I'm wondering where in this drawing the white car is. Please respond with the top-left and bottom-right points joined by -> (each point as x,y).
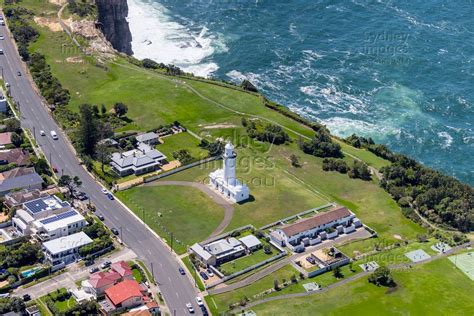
0,36 -> 4,40
50,130 -> 58,140
195,296 -> 204,306
186,303 -> 194,313
101,188 -> 108,194
40,130 -> 45,136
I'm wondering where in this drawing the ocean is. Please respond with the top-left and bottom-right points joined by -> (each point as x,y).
127,0 -> 474,185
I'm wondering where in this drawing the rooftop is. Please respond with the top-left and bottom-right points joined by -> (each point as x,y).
105,279 -> 144,306
280,206 -> 353,237
205,237 -> 243,258
24,195 -> 70,215
42,231 -> 93,255
0,168 -> 43,194
110,261 -> 133,278
111,144 -> 166,169
0,148 -> 30,166
36,209 -> 85,232
239,234 -> 262,249
88,271 -> 122,289
136,132 -> 159,143
0,132 -> 12,145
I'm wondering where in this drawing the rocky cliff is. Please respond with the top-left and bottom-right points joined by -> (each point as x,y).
96,0 -> 133,55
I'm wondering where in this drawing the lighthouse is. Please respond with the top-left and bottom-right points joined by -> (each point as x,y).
208,141 -> 250,203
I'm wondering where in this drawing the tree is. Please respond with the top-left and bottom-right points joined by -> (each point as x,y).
290,154 -> 300,167
113,102 -> 128,117
78,104 -> 99,156
273,279 -> 279,291
172,149 -> 194,164
5,118 -> 21,133
300,130 -> 343,158
368,266 -> 395,287
95,143 -> 112,172
142,58 -> 159,69
100,104 -> 107,115
332,266 -> 343,279
348,161 -> 372,181
59,174 -> 82,197
11,132 -> 23,147
34,158 -> 51,176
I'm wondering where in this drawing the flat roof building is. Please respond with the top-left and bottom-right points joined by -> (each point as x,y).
43,231 -> 93,269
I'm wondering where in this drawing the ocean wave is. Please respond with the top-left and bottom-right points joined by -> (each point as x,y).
127,0 -> 227,77
437,131 -> 453,149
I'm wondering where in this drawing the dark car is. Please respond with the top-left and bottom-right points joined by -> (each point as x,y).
111,227 -> 119,235
106,193 -> 114,200
22,294 -> 31,302
199,271 -> 208,280
179,267 -> 186,275
85,260 -> 94,267
306,256 -> 316,264
97,214 -> 105,221
17,71 -> 21,76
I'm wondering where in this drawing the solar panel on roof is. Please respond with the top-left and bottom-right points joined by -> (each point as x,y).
25,199 -> 48,214
39,210 -> 78,225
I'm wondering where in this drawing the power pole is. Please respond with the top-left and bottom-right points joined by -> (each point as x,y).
150,262 -> 155,283
33,126 -> 36,139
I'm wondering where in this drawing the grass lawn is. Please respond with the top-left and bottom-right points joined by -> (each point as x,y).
252,257 -> 474,315
219,247 -> 276,276
115,185 -> 225,254
158,132 -> 208,160
132,267 -> 143,283
54,297 -> 76,312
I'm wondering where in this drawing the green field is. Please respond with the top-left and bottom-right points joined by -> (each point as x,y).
115,185 -> 225,254
251,257 -> 474,315
158,132 -> 208,160
220,247 -> 275,276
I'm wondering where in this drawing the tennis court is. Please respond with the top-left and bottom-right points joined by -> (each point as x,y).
448,252 -> 474,281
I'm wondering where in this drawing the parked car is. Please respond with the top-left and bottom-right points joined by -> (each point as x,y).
22,294 -> 31,302
52,166 -> 58,173
100,261 -> 111,269
39,130 -> 46,136
101,188 -> 108,194
186,303 -> 194,314
0,49 -> 3,55
199,271 -> 208,280
179,267 -> 186,275
50,130 -> 58,140
17,71 -> 21,76
106,192 -> 114,200
111,227 -> 119,235
206,268 -> 214,277
195,296 -> 204,306
89,267 -> 99,274
306,256 -> 316,264
0,35 -> 4,40
84,260 -> 94,267
97,214 -> 105,221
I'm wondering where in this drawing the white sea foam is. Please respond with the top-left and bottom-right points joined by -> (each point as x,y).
321,117 -> 401,139
438,131 -> 453,148
127,0 -> 227,77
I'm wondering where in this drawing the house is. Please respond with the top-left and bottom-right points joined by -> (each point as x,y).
0,93 -> 7,113
209,142 -> 249,203
42,231 -> 93,270
32,208 -> 87,241
11,194 -> 71,236
0,148 -> 30,166
273,206 -> 356,246
123,301 -> 160,316
239,234 -> 262,251
82,261 -> 134,297
190,237 -> 246,266
136,132 -> 160,145
110,143 -> 167,176
0,132 -> 12,146
104,279 -> 148,310
4,189 -> 48,210
0,167 -> 43,196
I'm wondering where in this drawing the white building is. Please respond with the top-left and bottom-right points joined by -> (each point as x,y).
273,206 -> 357,246
209,142 -> 249,203
32,209 -> 87,241
43,231 -> 93,270
110,143 -> 167,176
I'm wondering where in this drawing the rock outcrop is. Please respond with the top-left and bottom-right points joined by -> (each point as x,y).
96,0 -> 133,55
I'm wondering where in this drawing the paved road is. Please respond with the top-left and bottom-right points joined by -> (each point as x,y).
0,17 -> 203,315
144,181 -> 234,240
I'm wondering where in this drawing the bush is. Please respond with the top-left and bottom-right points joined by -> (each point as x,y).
348,161 -> 372,181
246,121 -> 290,145
322,158 -> 348,173
299,130 -> 343,158
368,266 -> 395,287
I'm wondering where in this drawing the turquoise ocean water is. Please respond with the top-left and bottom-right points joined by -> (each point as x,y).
127,0 -> 474,185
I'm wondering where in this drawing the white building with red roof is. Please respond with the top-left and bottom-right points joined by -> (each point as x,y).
105,279 -> 148,309
82,261 -> 135,297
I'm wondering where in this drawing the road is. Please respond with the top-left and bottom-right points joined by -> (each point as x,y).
0,19 -> 202,315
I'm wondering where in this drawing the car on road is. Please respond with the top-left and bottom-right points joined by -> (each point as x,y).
40,130 -> 45,136
100,261 -> 111,269
0,36 -> 4,40
111,227 -> 119,235
97,214 -> 105,221
22,294 -> 31,302
89,267 -> 99,274
178,267 -> 186,275
52,166 -> 58,173
0,49 -> 3,55
84,259 -> 94,267
106,192 -> 114,200
50,130 -> 58,140
206,268 -> 214,277
199,271 -> 208,280
101,188 -> 108,194
195,296 -> 204,306
17,71 -> 21,76
186,303 -> 194,313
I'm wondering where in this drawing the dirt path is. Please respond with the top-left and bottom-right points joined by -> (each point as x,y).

★ ★ ★ ★

Output the entries above verbatim, leaving out images.

• **RESULT OF THE TASK**:
I'm wondering where in this drawing the white car is. Please respond with the top-left and bottom-right points joined by -> (each point as x,y).
0,36 -> 4,40
50,130 -> 58,140
195,296 -> 204,306
186,303 -> 194,313
101,188 -> 108,194
40,130 -> 45,136
I'm wondering where in this drawing the ocean is. Please respond with the top-left and bottom-right points joined by -> (each point as x,y).
127,0 -> 474,185
I'm wondering where in this drawing the rooftop is. Please respond with the top-left and bottom-right points joined by -> (each point as x,y).
105,279 -> 144,306
280,206 -> 353,237
205,237 -> 243,258
24,195 -> 70,215
42,231 -> 93,255
0,168 -> 43,194
110,261 -> 133,278
111,144 -> 166,169
0,148 -> 30,166
36,209 -> 85,232
239,234 -> 262,249
88,271 -> 122,289
136,132 -> 159,143
0,132 -> 12,145
I'm wondering where in this drawing the rocky cliff is. Please respond with the top-left and bottom-right points joined by -> (each point as x,y).
96,0 -> 133,55
I'm wondering where in this drawing the lighthouse is. Please respond with the top-left and bottom-right points joined by -> (each point as x,y).
208,141 -> 250,203
I'm wondering where in this drawing the tree is. Please respond with the top-left and bottom-right points joined by -> (each point as x,y).
290,154 -> 300,167
113,102 -> 128,117
78,104 -> 99,156
273,279 -> 279,291
172,149 -> 194,164
5,118 -> 21,133
300,130 -> 343,158
368,266 -> 395,287
95,143 -> 112,172
142,58 -> 159,69
100,104 -> 107,115
332,266 -> 343,279
348,161 -> 372,181
59,174 -> 82,197
11,132 -> 23,147
34,158 -> 51,176
I'm wondering where in this drawing the flat roof building is. Please respond with the top-left and bottom-right points joined by -> (each point as x,y).
43,231 -> 93,269
I'm wondering where in this drawing the ocean wave is. Please respond with the top-left and bottom-right points joined by -> (each point as x,y).
127,0 -> 227,77
437,131 -> 453,149
I'm wondering where in this drawing the dark car is. Please respond with the top-left and bottom-right points joined by -> (each point as x,y).
111,227 -> 119,235
106,193 -> 114,200
22,294 -> 31,302
199,271 -> 208,280
179,267 -> 186,275
85,260 -> 94,267
306,256 -> 316,264
97,214 -> 105,221
17,71 -> 21,76
I'm wondering where in this drawing the solar panel on roof is. Please respond with the top-left and bottom-right points joined by -> (each point as x,y).
25,199 -> 48,214
39,210 -> 78,225
I'm wondering where in this drawing the power pole is. Please respond with the top-left and bottom-right points joined by -> (each point as x,y).
150,262 -> 155,283
33,126 -> 36,139
I'm wondering where in this drawing the grass lawn is. Please respond with the top-left and bottom-right points joined by -> (each point as x,y).
252,257 -> 474,315
219,247 -> 276,276
115,185 -> 225,254
158,132 -> 208,160
132,267 -> 143,283
54,297 -> 76,312
I'm wondering where in this drawing the green field is. Please respond with the top-left and bottom-right points joined by -> (each point as x,y).
115,185 -> 225,254
251,257 -> 474,315
158,132 -> 208,160
220,247 -> 275,276
I'm wondering where in this drawing the tennis court is. Please respond with the top-left and bottom-right points joined by -> (each point as x,y).
448,252 -> 474,281
I'm wondering where in this drawing the parked car is. Please respond with the top-left and bottom-right points joined by -> (each point as x,y).
22,294 -> 31,302
52,166 -> 58,173
100,261 -> 111,269
39,130 -> 46,136
101,188 -> 108,194
186,303 -> 194,314
0,49 -> 3,55
199,271 -> 208,280
179,267 -> 186,275
50,130 -> 58,140
17,71 -> 21,76
106,192 -> 114,200
111,227 -> 119,235
206,268 -> 214,277
195,296 -> 204,306
89,267 -> 99,274
306,256 -> 316,264
0,35 -> 4,40
84,260 -> 94,267
97,214 -> 105,221
I'm wondering where in this drawing the white sea foam is. Please respond with the top-left and bottom-right points joined by -> (each point as x,y).
321,117 -> 401,139
438,131 -> 453,148
127,0 -> 227,77
I'm wondering where in this drawing the house is. Please respond with the top-left and bottom-right points joined by -> (each point as x,y).
0,93 -> 7,113
209,142 -> 249,203
42,231 -> 93,270
32,208 -> 87,241
11,194 -> 71,236
0,148 -> 30,166
273,206 -> 356,246
123,301 -> 160,316
239,234 -> 262,251
82,261 -> 134,297
190,237 -> 246,266
136,132 -> 160,145
110,143 -> 167,176
0,132 -> 12,146
104,279 -> 148,310
4,189 -> 48,210
0,167 -> 43,196
I'm wondering where in this drawing the white building is. Please respond with the top-left and bottom-right points joined by -> (each point as x,y).
273,206 -> 357,246
209,142 -> 249,203
32,209 -> 87,241
43,231 -> 93,270
110,143 -> 167,176
I'm wondering where in this drawing the rock outcrop is. Please respond with the top-left and bottom-right points joined by -> (each point as x,y).
96,0 -> 133,55
I'm wondering where in this drawing the paved road is. Please respond with the top-left and bottom-right points joined by -> (each point as x,y).
0,17 -> 203,315
144,181 -> 234,240
I'm wondering where in this drawing the bush is. Please respond with the top-left and bottom-right points joined by -> (each point as x,y).
348,161 -> 372,181
246,121 -> 290,145
322,158 -> 348,173
299,130 -> 343,158
368,266 -> 395,287
I'm wondering where in this drawing the turquoise ocean water is. Please respond with the top-left and bottom-right points joined by -> (each point as x,y).
127,0 -> 474,185
I'm wondering where in this drawing the white building with red roof is. Please respond with the top-left and bottom-right points joined by -> (each point as x,y).
105,279 -> 148,309
82,261 -> 135,297
I'm wondering where in this drawing the road is. Please respond with the top-left and bottom-right points joined by -> (each point as x,y).
0,19 -> 202,315
I'm wondering where in this drawing the car on road is. Please respond with the top-left and bottom-right points joined by -> (each point as x,y).
40,130 -> 45,136
100,261 -> 111,269
0,36 -> 4,40
111,227 -> 119,235
97,214 -> 105,221
22,294 -> 31,302
89,267 -> 99,274
178,267 -> 186,275
52,166 -> 58,173
0,49 -> 3,55
84,259 -> 94,267
106,192 -> 114,200
50,130 -> 58,140
206,268 -> 214,277
199,271 -> 208,280
101,188 -> 108,194
195,296 -> 204,306
17,71 -> 21,76
186,303 -> 194,313
I'm wondering where in this drawing the dirt path is. Please respond with the top-left and bottom-right points joined by -> (each point as x,y).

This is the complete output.